- List of tasks -
[a] In the Adieu Forets thread, reproduce word for word the stretch from "I've just finished" through "different subject matters.".
[b] Based on the Adieu Forets thread, explain in one to three sentences why Tsaraslondon rates Arkhipova's version the best.

*** Page text

# REQUESTED Round Two: Adieu Forets. Borodina, Norman, Arkhipova



## Seattleoperafan (Mar 24, 2013)




----------



## Tsaraslondon (Nov 7, 2013)

I thought this would suit Borodina and vocally it does, but I'm afraid I found her version rather staid and placid. Norman is much more involved, but it still doesn't sound like the right voice for the role, though I liked her better than the three in the first round.
But then I listened to Arkhipova and suddenly it all fell into place. I just liked everything about it, the voice itself and the urgency and passion she injects into it. This is the best of the lot, as far as I'm concerned.


----------



## Tsaraslondon (Nov 7, 2013)

PS. Thank you, John. What a beautiful piece this is. I can't get the tune out of my head. Tchaikovsky was a melodic genius.


----------



## Seattleoperafan (Mar 24, 2013)

Tsaraslondon said:


> PS. Thank you, John. What a beautiful piece this is. I can't get the tune out of my head. Tchaikovsky was a melodic genius.


I am not always a fan of his opera music, but here he matches The Nutcracker and Swan Lake for melodic brilliance. So glad you liked it. I agree, the music lends itself to ear worms!!!!!!! His Nutcracker Suite is my favorite Xmas music! I never tired of it.


----------



## Tsaraslondon (Nov 7, 2013)

Seattleoperafan said:


> I am not always a fan of his opera music, but here he matches The Nutcracker and Swan Lake for melodic brilliance. So glad you liked it. I agree, the music lends itself to ear worms!!!!!!! His Nutcracker Suite is my favorite Xmas music! I never tired of it.


I've just finished a concentrated spell of Tchaikovsky listening, taking in conerti, symphonies, ballet music, chamber music and opera. I just love his music. His twin operatic peaks, *Eugene Onegin *and *Queen of Spades *are so different, the music perfectly suited to the two completey different subject matters.

******
*** Supplied entries

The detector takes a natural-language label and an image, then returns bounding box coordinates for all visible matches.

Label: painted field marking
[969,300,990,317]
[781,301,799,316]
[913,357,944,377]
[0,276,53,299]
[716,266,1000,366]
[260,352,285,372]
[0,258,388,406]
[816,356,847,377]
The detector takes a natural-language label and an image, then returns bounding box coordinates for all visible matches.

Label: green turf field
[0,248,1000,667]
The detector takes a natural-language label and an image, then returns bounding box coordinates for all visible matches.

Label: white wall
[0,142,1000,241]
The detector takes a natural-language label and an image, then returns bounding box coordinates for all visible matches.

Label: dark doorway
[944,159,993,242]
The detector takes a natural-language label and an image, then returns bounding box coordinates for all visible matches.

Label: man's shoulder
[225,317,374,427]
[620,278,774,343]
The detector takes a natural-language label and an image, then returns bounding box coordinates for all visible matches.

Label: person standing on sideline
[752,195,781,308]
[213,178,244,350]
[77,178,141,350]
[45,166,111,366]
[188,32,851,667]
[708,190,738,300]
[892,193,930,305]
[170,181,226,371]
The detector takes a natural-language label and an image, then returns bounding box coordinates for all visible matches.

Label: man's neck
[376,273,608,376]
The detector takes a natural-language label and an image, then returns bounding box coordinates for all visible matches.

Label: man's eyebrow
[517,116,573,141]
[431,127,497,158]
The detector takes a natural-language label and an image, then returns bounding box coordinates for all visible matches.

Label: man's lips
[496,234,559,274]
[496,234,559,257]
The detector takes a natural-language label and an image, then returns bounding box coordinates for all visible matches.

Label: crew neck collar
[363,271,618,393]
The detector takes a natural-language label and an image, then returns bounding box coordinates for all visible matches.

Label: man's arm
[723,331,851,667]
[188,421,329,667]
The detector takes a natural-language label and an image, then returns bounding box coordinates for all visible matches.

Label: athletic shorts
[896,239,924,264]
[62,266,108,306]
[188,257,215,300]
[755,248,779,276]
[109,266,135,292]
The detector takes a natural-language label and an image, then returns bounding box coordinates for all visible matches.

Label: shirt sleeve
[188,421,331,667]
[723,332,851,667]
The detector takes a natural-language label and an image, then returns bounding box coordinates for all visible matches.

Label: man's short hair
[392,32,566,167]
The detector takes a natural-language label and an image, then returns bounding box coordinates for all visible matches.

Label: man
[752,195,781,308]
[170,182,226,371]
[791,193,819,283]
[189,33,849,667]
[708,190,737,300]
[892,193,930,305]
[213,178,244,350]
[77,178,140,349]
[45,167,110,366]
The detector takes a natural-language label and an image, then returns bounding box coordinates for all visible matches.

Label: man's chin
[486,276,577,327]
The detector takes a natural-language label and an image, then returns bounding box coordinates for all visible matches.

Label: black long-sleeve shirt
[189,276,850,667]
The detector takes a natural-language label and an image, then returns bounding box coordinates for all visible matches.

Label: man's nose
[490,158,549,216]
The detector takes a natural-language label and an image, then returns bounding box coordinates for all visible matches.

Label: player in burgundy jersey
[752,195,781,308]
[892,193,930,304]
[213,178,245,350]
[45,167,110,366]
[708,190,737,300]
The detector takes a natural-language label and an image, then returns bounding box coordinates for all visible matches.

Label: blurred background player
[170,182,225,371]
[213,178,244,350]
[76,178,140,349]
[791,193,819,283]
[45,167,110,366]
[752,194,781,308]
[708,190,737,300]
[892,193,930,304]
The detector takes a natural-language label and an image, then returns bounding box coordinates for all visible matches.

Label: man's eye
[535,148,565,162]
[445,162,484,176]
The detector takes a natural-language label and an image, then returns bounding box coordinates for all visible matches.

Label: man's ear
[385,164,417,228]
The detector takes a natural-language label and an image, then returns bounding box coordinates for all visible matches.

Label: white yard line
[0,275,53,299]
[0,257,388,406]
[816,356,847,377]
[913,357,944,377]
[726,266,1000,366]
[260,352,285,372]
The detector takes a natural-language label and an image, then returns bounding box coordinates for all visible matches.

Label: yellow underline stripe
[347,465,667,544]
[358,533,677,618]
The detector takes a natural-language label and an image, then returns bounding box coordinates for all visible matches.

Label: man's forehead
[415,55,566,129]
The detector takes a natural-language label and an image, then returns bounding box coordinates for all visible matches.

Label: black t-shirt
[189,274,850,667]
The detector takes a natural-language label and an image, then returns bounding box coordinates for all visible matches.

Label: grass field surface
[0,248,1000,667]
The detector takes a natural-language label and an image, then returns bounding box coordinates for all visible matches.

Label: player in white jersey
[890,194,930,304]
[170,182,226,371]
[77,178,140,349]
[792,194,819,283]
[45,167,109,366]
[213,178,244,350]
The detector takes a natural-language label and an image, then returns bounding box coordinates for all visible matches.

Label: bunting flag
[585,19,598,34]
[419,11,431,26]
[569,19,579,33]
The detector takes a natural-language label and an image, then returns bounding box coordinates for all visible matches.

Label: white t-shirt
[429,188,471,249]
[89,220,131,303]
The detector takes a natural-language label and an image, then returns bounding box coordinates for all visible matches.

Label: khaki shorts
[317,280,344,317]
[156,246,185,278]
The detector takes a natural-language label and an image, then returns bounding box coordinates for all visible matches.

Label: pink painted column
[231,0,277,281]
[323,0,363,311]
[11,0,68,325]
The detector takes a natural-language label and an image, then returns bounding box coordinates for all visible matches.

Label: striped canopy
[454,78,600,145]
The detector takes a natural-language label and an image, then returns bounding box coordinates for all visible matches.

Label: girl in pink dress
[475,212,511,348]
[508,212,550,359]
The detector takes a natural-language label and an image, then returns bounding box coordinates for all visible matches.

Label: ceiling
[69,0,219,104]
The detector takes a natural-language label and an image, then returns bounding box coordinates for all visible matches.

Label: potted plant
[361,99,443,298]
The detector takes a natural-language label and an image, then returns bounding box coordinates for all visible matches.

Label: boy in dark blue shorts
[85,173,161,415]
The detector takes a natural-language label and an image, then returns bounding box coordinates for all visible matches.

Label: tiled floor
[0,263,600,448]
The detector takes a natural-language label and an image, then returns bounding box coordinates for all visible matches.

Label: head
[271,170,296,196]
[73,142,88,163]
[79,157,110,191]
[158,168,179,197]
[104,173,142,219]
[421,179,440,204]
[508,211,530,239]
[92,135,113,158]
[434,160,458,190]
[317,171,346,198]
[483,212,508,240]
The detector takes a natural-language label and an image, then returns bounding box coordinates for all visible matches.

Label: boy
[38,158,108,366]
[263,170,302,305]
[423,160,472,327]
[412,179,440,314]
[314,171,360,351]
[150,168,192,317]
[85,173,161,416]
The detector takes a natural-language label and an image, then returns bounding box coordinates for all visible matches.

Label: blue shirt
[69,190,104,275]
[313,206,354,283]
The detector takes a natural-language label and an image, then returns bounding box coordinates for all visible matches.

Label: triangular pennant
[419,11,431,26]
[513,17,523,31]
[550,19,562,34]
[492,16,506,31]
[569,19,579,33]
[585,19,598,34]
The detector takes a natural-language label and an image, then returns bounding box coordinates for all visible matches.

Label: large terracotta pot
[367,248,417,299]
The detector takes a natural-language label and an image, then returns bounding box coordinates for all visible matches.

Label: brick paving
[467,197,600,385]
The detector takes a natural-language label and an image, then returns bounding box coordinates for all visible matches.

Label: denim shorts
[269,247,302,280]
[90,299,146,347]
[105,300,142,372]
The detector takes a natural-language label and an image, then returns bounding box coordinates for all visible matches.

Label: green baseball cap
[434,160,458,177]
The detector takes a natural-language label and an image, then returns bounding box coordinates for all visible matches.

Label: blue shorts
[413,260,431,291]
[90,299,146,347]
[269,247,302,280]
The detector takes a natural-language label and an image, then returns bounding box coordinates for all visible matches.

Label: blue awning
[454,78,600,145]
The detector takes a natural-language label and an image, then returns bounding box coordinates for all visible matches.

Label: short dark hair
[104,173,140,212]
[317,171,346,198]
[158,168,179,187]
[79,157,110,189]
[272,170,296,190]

******

- Solutions to the tasks -
[a]
I've just finished a concentrated spell of Tchaikovsky listening, taking in conerti, symphonies, ballet music, chamber music and opera. I just love his music. His twin operatic peaks, *Eugene Onegin *and *Queen of Spades *are so different, the music perfectly suited to the two completey different subject matters.

[b] Tsaraslondon liked everything about Arkhipova's version: the voice itself and the urgency and passion she brings to it. By comparison, Borodina's version seemed staid and placid, and Norman, though more involved, did not sound like the right voice for the role.